Even when they could retire and enjoy a life of ease, they toil. Driven by a need to defend their values and help us navigate these difficult times, when “facts” are often fake and “truth” is often buried by people with agendas, they continue to write. They feel they know the truth and have the courage to share it. Often they are right.
In contrast, columnists in their 20s and 30s tend to write muddy and pointless tracts on matters of popular culture, rarely risking forays into issues economic and political, the core of what really counts.
Besides a sense of duty, these elderly icons possess a shield that younger writers, with families to feed and mortgages to pay, usually lack (which may explain the mud). That shield is financial independence, which frees them from the need to conform, to self-censor. At a time when political correctness is strangling free speech, ending careers, and distorting or hiding the truth, such independence is vitally important.

[Named-object pointing entries]

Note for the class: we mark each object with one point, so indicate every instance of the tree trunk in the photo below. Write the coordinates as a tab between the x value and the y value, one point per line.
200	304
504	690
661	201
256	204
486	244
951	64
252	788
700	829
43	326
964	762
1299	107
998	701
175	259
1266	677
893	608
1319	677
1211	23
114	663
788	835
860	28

● Required tasks
1. Could you write out every line of the tree-trunk pointing records above, without changing anything?
2. Can you extend the piece on older columnists and their financial independence, picking up after its final sentence?

● Task answers
1.
Note for the class: we mark each object with one point, so indicate every instance of the tree trunk in the photo below. Write the coordinates as a tab between the x value and the y value, one point per line.
200	304
504	690
661	201
256	204
486	244
951	64
252	788
700	829
43	326
964	762
1299	107
998	701
175	259
1266	677
893	608
1319	677
1211	23
114	663
788	835
860	28

2.
Nevil Shute wrote about this in his novels and autobiography. Great Britain, he noted, lost a valuable class of people when the monied gentry, with their financial independence, ceased to dominate key civil service positions. When they did, they kept things honest and right by speaking up when necessary, resigning on principle if need be, fearing not the loss of a job, for they had means. British society, Shute asserted, benefited greatly. But those dependent on the paycheque or fearful of risking the pension, like government employees in our civil service-heavy Canada, tend to go with the flow, even if that flow is nonsense or downright harmful.
We owe a great debt of gratitude to those who defend the values that built Canada. Honesty, personal responsibility, private ownership, private enterprise, faith, and family nurtured the Canada we have today, which is threatened by their decline and the rise of relativism, collectivism, radical feminism, uncontrolled spending, and political correctness.
Truth, freedom, and good sense are waning. What happens when, like Blatchford (who is greatly missed), others in that honoured pantheon depart? Those values lose defenders unless others step up to continue the fight. That is easier said than done, however.
So learn from them now, value them now, thank them now, while we’re still blessed to have them.
Joni Mitchell was right: you never really appreciate something, or somebody, until it is gone.